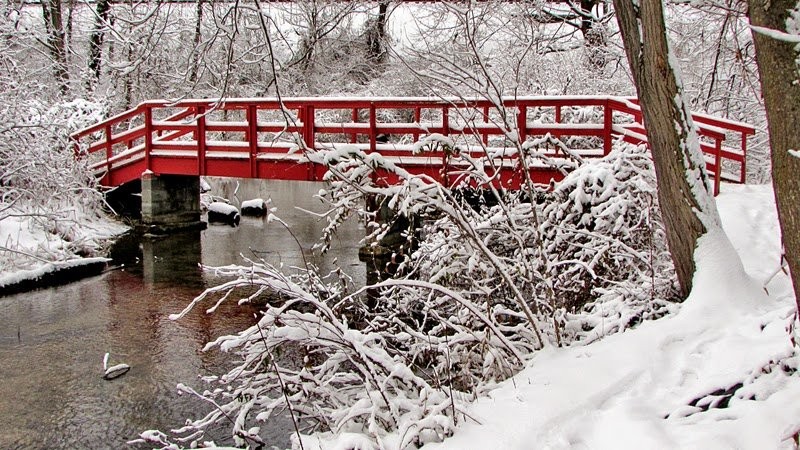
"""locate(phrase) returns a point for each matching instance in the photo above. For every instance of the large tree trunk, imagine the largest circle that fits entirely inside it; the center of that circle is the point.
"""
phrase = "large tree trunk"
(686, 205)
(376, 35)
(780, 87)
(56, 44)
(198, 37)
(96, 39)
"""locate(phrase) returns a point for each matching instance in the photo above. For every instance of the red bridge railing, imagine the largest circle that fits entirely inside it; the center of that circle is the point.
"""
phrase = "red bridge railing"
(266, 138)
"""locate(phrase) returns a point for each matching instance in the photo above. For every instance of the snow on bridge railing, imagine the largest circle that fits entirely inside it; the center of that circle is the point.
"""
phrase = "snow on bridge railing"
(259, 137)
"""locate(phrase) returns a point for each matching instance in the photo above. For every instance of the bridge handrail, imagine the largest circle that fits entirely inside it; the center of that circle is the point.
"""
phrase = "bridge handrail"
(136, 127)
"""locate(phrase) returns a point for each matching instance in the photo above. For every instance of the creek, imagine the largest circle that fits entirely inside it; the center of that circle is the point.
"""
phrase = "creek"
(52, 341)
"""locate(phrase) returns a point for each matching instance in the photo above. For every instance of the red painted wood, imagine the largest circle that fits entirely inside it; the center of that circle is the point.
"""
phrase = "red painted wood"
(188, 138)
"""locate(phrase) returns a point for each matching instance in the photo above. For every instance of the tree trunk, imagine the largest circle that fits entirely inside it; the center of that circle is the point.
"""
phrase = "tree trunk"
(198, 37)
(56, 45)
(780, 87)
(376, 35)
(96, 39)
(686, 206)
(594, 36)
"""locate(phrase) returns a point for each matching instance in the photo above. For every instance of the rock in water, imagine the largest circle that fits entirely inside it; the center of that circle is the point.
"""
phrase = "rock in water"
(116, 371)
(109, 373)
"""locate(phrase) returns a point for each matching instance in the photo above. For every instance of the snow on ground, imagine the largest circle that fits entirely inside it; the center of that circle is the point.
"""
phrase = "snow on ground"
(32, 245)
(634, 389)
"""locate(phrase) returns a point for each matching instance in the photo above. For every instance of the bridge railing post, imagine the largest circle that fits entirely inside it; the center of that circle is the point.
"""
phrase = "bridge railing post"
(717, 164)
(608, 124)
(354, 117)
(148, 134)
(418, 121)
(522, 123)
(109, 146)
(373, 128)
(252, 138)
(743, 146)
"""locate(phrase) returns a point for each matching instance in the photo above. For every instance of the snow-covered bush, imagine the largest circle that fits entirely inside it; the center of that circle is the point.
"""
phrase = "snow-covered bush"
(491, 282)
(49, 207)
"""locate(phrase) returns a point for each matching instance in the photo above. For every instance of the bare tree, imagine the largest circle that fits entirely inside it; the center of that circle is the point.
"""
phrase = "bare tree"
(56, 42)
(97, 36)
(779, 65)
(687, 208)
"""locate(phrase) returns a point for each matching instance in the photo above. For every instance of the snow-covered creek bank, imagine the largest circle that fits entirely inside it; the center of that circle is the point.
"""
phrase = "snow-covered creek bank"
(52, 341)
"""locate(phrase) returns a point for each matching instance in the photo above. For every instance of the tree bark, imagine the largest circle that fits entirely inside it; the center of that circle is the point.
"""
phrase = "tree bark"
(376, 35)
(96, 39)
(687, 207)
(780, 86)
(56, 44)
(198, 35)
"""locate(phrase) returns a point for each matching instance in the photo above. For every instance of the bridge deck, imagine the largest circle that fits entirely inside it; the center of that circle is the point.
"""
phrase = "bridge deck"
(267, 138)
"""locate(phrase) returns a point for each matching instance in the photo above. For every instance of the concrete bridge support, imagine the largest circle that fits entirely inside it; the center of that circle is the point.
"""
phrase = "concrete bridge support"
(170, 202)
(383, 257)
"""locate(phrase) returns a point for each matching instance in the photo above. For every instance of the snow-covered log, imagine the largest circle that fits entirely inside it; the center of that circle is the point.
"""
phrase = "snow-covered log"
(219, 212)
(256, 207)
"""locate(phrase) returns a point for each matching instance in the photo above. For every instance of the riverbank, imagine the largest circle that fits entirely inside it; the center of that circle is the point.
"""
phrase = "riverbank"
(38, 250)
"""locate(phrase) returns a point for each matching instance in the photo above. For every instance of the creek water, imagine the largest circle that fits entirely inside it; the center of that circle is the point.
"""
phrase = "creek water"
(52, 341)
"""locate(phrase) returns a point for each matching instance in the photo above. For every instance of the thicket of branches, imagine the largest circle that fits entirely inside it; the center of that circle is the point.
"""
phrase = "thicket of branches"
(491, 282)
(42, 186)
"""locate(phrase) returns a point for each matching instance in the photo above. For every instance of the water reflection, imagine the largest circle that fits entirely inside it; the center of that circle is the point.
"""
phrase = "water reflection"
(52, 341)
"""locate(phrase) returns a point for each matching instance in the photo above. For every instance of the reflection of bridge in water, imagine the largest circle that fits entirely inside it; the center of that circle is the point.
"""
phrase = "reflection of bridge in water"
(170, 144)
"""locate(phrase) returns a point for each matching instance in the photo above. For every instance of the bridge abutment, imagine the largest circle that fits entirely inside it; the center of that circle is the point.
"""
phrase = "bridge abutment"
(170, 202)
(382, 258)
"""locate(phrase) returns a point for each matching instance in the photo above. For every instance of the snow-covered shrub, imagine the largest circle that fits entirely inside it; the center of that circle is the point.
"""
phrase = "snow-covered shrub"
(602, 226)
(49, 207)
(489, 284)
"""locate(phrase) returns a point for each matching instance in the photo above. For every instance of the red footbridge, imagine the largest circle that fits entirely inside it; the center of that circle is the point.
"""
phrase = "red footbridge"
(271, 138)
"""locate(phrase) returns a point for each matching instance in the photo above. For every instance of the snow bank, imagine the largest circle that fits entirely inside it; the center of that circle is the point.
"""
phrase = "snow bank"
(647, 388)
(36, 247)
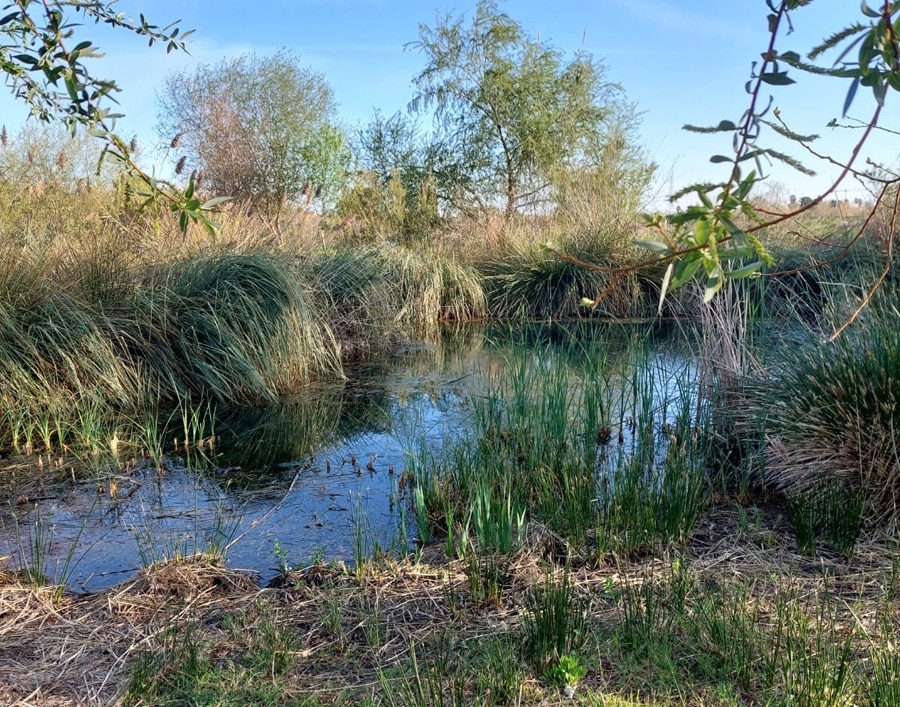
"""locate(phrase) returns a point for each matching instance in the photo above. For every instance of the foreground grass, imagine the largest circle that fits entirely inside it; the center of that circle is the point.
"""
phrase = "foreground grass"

--

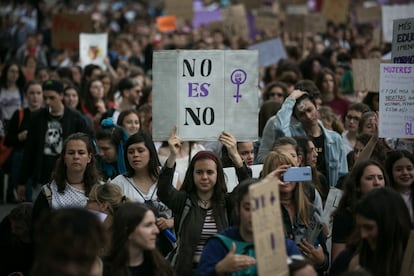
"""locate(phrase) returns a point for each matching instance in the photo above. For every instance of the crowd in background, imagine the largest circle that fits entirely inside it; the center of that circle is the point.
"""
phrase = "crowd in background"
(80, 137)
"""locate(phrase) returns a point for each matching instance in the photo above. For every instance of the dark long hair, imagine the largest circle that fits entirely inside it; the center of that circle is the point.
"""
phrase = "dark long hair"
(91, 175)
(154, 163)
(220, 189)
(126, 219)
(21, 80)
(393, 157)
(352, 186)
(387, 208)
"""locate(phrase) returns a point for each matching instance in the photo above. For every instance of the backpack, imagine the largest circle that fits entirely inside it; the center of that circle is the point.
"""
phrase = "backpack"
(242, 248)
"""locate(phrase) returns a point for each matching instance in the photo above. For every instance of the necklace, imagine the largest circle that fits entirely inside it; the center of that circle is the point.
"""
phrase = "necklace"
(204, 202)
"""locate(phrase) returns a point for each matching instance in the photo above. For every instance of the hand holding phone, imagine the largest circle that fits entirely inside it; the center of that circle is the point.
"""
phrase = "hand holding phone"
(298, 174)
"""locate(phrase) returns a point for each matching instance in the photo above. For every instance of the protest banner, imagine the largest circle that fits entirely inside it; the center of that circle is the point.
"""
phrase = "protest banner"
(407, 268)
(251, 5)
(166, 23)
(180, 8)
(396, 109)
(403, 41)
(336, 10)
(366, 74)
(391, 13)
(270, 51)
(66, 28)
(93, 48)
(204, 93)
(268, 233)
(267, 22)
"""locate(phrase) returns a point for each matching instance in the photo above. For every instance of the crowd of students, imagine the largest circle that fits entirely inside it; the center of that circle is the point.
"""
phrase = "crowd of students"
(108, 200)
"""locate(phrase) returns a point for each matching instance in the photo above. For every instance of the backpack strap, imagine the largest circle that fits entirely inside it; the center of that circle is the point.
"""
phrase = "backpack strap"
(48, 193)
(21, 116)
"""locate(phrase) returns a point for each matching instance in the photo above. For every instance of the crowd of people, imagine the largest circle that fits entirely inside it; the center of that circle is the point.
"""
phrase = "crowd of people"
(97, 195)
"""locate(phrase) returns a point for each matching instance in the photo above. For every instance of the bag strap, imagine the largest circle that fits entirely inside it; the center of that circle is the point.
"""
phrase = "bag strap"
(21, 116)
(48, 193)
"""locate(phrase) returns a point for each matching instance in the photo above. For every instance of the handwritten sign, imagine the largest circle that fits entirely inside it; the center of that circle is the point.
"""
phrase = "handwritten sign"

## What the task requires
Lines holding "handwritten" in the material above are to be reported.

## Answer to this task
"""locate(phrase) returns a point for each matching instance in the photo above. For every instance of the handwritten sign, imagine the largest circle that fits entirely inside it; the center of that circle is the point.
phrase = "handwritten sign"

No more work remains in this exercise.